**TASK SET:**
[a] Do these statements agree with the EV comparison? Answer each with yes or no, and quote the words of the text that decide it.
(i) The two Polestar 4 models use the same size of battery.
(ii) The Porsche Macan tested is the Macan 4S.
(iii) The BMW i5 Touring M Sport Pro drives all four wheels.
[b] Reproduce word for word the stretch of the EV comparison from "The tempting family" through "(£75,040 as tested)".

► Polestar vs Porsche vs BMW
► Family EVs don’t have to be boring
► But which one is best?
The tempting family EV has arrived. So, electric Porsche Macan, Polestar’s funky 4 or BMW’s i5 Touring?
Polestar 4: pre-flight briefing
What’s the line-up?
There are only two models in the Polestar 4 line-up: the standard £59,990 car with a single 268bhp motor driving the rear wheels; and the dual-motor flagship with a combined 536bhp from the motors, one over each axle, and active damping. Both feature the same 94kWh battery.
Data
Price £66,990 (£75,040 as tested)
Powertrain 94kWh battery, twin e-motors, all-wheel drive
Performance 536bhp, 506Ib ft, 3.7sec 0-62mph, 124mph
Weight 2255kg
Efficiency 3.9 miles per kWh (official), 3.2 miles per kWh (tested), 367-mile range (official), 301-mile range (tested)
Boot capacity 526 litres plus 15-litre frunk
Read our Polestar 4 review
Porsche Macan: pre-flight briefing
What’s the line-up?
The range kicks off with the basic £68,500 Macan, powered by a 355bhp electric motor. Three all-wheel-drive twin-motor models follow: the 382bhp Macan 4 priced at £71,200 (tested here), the 509bhp Macan 4S and the face-rearranging Turbo (630bhp, £96,900).
Data
Price £71,200 (£78,978 as tested)
Powertrain 95kWh battery, twin e-motors, all-wheel drive
Performance 382bhp, 479lb ft, 5.2sec 0-62mph, 137mph Weight 2330kg
Efficiency 3.4 miles per kWh (official), 3.2 miles per kWh (tested), 373-mile range (official), 322-mile range (tested)
Boot capacity 540 litres plus 80-litre frunk
Read our Porsche Macan review
BMW i5 Touring: pre-flight briefing
What’s the line-up?
Ownership starts with the £69,945 Sport Edition. Stepping up to the spanglier M Sport will take that up to £76,355. The M Sport Pro, like ours, adds another £3000 to the bill. All are rear-wheel drive and share the same 81.2kWh battery; 593bhp M60 xDrive is an extortionate £99,995.
Data
Price £79,355 (£94,995 as tested)

**ITEMS:**
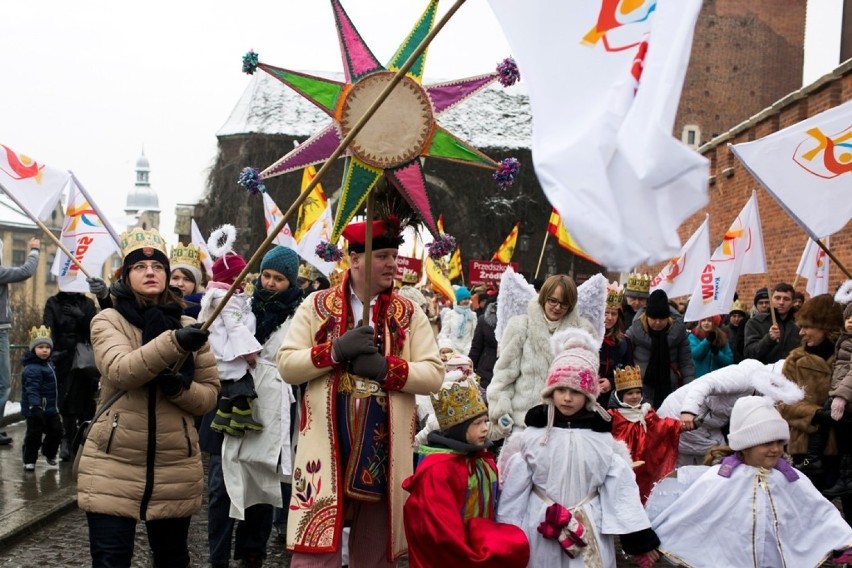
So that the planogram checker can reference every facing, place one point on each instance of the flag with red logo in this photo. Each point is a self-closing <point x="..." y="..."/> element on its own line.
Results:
<point x="271" y="216"/>
<point x="814" y="266"/>
<point x="604" y="79"/>
<point x="807" y="168"/>
<point x="36" y="188"/>
<point x="741" y="252"/>
<point x="86" y="235"/>
<point x="678" y="277"/>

**EXPECTED RESPONSES:**
[a]
(i) Yes: "Both feature the same 94kWh battery."
(ii) No: "the 382bhp Macan 4 priced at £71,200 (tested here)"
(iii) No: "All are rear-wheel drive"

[b]
The tempting family EV has arrived. So, electric Porsche Macan, Polestar’s funky 4 or BMW’s i5 Touring?
Polestar 4: pre-flight briefing
What’s the line-up?
There are only two models in the Polestar 4 line-up: the standard £59,990 car with a single 268bhp motor driving the rear wheels; and the dual-motor flagship with a combined 536bhp from the motors, one over each axle, and active damping. Both feature the same 94kWh battery.
Data
Price £66,990 (£75,040 as tested)